**Work required:**
Pull out each line of the data below that contains the word "brown", copying those lines in order.

[Begin Excerpted records]

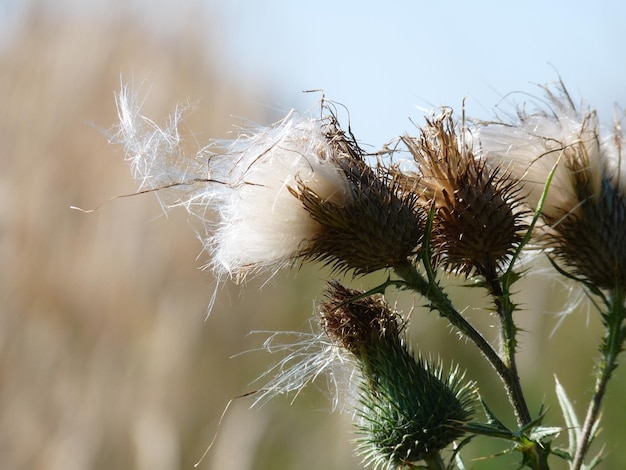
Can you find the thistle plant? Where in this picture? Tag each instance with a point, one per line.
(469, 201)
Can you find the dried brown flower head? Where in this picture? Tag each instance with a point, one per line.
(377, 226)
(355, 324)
(478, 219)
(584, 212)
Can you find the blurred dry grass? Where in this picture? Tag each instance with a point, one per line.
(105, 358)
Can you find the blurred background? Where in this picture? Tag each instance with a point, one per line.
(107, 359)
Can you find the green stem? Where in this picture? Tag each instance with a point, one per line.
(434, 461)
(612, 345)
(508, 343)
(440, 301)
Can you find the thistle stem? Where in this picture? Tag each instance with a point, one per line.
(440, 302)
(434, 461)
(612, 345)
(508, 345)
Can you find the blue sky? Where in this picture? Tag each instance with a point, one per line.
(388, 61)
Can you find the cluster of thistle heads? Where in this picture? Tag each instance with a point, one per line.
(465, 194)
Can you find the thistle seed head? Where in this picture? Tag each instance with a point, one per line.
(376, 226)
(584, 213)
(408, 407)
(478, 216)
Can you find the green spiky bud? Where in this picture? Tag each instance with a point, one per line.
(409, 409)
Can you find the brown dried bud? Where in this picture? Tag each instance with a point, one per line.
(377, 226)
(356, 324)
(478, 220)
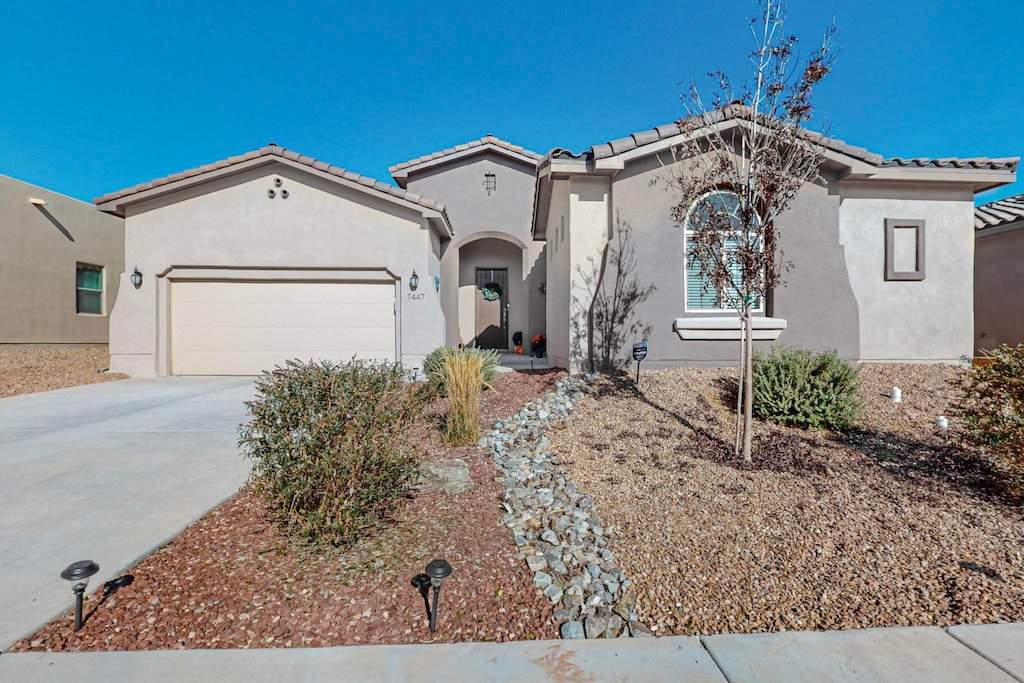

[End Excerpted records]

**Solution to this problem:**
Can you find the dried brown flower head? Where in this picture? Tag each instance with a point, one per line.
Can you find the brown dried bud? Where in this picture? Tag each instance with a point, one per line.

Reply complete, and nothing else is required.